• [WRITTEN PROBLEM]:
Write out, exactly as they appear, only the lines running from the line with "In the photograph above, where can the water reflection" to the final line of the listing; include both.

(Stored items from a collection)
★ ★ ★ ★ ★ ★ ★

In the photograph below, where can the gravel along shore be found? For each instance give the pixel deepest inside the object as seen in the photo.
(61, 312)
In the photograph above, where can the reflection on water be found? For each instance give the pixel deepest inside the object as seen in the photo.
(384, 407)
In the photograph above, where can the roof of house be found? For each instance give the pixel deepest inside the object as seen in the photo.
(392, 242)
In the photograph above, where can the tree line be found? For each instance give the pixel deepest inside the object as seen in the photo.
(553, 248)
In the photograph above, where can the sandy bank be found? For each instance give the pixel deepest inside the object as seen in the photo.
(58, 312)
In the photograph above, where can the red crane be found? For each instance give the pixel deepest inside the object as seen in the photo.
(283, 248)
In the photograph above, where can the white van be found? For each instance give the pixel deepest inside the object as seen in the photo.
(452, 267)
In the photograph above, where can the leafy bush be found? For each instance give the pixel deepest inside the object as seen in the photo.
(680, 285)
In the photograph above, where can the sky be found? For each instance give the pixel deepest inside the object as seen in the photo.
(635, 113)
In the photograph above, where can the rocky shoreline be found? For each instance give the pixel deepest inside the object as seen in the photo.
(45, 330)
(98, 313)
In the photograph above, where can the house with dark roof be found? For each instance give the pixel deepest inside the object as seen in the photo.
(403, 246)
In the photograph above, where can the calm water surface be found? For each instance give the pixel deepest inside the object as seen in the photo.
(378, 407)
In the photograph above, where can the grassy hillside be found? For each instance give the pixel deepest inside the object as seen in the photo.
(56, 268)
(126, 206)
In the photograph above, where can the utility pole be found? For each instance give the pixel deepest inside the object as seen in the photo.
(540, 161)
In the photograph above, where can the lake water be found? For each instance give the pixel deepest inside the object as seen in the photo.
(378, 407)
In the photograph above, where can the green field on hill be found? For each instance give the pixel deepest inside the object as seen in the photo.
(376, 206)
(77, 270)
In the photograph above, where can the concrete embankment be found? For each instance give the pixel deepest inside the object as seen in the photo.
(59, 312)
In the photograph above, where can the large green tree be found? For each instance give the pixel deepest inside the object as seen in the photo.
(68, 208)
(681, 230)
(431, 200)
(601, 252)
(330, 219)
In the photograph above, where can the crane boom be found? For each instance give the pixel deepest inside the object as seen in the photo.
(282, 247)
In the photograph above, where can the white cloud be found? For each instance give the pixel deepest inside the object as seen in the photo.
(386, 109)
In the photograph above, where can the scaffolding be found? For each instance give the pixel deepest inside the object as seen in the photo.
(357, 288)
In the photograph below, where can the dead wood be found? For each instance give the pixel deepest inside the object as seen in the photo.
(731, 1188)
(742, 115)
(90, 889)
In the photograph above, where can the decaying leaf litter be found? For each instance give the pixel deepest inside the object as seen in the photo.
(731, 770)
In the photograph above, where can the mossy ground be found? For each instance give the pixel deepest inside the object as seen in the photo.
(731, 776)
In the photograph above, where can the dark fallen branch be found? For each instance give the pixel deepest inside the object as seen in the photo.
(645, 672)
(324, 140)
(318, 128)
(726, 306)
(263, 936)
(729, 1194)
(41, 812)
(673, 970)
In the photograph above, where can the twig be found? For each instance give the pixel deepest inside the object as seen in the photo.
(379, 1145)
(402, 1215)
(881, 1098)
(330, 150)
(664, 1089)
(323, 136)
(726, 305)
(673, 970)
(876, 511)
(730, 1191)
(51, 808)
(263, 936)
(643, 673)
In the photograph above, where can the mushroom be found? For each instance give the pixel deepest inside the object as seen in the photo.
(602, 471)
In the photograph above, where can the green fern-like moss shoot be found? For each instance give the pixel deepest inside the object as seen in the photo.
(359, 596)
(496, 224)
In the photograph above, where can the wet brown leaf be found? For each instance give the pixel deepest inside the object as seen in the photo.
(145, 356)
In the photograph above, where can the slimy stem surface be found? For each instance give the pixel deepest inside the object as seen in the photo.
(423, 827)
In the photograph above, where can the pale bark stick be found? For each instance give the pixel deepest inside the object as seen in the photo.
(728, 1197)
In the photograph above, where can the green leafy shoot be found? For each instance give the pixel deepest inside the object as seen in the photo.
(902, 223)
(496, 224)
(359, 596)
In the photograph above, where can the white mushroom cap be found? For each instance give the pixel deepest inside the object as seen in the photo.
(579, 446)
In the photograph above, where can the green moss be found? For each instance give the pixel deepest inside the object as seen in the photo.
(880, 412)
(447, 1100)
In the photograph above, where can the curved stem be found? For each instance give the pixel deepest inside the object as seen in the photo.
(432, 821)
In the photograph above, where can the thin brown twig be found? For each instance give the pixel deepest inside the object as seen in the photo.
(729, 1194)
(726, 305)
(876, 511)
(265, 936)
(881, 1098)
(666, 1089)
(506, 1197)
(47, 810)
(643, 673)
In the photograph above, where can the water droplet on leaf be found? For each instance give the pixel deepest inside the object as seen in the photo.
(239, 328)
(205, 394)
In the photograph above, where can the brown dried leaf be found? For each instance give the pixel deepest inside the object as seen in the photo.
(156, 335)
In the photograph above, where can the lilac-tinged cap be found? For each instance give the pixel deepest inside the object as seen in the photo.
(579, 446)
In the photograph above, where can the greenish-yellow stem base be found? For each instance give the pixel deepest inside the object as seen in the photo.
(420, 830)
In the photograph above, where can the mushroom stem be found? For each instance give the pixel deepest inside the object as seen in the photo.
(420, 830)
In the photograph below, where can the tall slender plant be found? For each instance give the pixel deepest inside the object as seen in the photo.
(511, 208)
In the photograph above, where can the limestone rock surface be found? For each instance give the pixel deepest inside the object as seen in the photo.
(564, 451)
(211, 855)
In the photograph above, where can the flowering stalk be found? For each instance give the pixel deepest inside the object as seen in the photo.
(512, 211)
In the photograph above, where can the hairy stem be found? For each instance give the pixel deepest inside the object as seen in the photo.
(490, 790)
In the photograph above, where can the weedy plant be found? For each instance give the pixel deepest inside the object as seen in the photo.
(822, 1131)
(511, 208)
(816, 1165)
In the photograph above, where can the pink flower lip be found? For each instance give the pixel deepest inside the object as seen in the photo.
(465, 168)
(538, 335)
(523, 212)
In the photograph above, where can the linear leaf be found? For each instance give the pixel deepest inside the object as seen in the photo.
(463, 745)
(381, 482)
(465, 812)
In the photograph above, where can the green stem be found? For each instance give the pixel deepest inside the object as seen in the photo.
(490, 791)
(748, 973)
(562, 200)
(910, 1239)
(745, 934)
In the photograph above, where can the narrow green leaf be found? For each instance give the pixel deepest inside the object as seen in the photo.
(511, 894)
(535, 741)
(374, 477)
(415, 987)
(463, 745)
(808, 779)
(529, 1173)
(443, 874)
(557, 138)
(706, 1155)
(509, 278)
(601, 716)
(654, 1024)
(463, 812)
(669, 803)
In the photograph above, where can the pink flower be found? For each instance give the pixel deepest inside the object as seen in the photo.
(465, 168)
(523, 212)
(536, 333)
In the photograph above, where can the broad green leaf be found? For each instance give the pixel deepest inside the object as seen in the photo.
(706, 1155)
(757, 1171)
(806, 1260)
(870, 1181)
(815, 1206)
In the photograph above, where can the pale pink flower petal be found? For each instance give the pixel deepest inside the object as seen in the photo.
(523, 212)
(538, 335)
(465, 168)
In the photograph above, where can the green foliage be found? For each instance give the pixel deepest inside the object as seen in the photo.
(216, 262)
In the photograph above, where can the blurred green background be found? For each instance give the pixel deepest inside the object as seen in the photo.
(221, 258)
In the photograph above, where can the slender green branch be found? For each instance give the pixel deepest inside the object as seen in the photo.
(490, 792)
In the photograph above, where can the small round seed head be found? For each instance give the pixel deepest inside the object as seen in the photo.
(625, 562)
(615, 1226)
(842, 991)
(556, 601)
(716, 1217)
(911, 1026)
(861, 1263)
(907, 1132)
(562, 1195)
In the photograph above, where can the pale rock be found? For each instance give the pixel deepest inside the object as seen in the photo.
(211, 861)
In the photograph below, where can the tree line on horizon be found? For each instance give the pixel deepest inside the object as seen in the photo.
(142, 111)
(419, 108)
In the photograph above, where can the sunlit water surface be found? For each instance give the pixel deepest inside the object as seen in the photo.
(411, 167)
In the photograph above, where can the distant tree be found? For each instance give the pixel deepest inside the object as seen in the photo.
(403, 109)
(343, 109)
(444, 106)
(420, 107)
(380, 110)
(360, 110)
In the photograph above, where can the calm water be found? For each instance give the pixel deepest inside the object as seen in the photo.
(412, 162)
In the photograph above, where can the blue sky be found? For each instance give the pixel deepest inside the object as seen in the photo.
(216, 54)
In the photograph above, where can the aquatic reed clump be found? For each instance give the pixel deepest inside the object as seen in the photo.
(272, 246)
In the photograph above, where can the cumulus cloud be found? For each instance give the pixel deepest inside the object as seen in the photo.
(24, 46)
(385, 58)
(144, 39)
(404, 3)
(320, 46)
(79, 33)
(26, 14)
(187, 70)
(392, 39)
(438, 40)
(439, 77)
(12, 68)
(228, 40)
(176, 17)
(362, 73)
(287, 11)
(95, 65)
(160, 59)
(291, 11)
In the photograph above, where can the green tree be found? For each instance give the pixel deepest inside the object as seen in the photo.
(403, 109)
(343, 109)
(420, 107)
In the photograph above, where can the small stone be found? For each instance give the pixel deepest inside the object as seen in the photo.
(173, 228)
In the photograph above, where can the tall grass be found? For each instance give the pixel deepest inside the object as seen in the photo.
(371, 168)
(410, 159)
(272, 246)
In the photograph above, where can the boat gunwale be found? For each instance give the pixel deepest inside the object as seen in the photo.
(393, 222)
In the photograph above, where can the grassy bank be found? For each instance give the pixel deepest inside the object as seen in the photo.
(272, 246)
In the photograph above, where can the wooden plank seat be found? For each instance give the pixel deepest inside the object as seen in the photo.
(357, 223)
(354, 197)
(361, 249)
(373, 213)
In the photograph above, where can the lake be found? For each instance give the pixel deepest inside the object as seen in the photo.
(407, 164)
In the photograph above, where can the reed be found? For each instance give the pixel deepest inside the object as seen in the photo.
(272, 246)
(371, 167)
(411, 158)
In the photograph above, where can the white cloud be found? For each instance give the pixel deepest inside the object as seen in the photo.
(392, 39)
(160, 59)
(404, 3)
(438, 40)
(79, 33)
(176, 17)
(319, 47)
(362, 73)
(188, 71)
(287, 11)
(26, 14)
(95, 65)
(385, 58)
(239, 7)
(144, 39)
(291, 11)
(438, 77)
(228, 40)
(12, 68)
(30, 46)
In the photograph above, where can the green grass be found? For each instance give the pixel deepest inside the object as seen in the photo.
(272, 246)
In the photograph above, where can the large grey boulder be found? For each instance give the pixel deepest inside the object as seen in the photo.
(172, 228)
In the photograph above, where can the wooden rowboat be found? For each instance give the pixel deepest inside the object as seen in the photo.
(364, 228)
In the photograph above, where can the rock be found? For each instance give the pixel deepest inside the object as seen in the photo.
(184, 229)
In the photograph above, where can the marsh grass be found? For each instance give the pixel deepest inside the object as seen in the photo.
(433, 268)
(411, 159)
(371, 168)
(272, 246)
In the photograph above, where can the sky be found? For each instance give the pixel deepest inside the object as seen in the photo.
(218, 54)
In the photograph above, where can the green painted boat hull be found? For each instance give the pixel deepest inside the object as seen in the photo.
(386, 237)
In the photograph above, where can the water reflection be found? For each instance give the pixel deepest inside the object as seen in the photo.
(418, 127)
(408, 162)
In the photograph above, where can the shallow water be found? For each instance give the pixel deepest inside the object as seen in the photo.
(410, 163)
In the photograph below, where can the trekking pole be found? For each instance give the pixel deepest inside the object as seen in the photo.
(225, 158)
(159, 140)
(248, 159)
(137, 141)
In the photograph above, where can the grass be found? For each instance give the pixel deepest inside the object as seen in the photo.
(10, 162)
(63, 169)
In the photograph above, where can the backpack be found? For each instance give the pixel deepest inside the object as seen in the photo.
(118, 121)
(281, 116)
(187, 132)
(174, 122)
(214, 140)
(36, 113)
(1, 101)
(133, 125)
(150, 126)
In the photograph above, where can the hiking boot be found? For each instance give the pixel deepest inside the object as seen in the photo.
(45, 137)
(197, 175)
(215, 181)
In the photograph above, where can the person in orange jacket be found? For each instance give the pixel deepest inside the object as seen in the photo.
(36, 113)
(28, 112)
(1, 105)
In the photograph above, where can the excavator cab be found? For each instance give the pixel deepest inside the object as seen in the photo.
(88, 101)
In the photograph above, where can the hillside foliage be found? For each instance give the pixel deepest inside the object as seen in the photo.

★ ★ ★ ★ ★ ★ ★

• [FINISHED ANSWER]:
In the photograph above, where can the water reflection be found? For each instance give the pixel deepest inside the object as seen in the photo.
(418, 127)
(408, 162)
In the photograph above, where can the shallow water be found? For each instance give the pixel deepest inside the object as seen in the photo.
(410, 163)
In the photograph below, where can the trekking pole be found? For each instance give the pixel deepest inside the object as seen in the photo.
(225, 158)
(159, 140)
(248, 159)
(137, 141)
In the photograph above, where can the grass be found? For each instance give the pixel deepest inside the object as seen in the photo.
(10, 162)
(63, 169)
In the photograph above, where can the backpack be found? For each instance give the pixel deepest inside the object as seen in the photo.
(118, 121)
(281, 116)
(187, 132)
(174, 122)
(214, 140)
(36, 113)
(1, 101)
(133, 125)
(150, 126)
In the photograph above, where can the hiking boot be found? For each instance give the pixel deepest inside the object as seen in the photo.
(45, 137)
(197, 175)
(215, 181)
In the photograph above, where can the person in orange jacket be found? For each instance give the pixel deepest inside the object as seen in the photo.
(36, 113)
(28, 112)
(1, 105)
In the photograph above, where can the excavator cab be found? For each instance give the pixel deepest inside the object as seen in the photo.
(88, 101)
In the photograph above, where can the hillside foliage be found? For each instance give the pixel deepest inside the object as seen in the photo.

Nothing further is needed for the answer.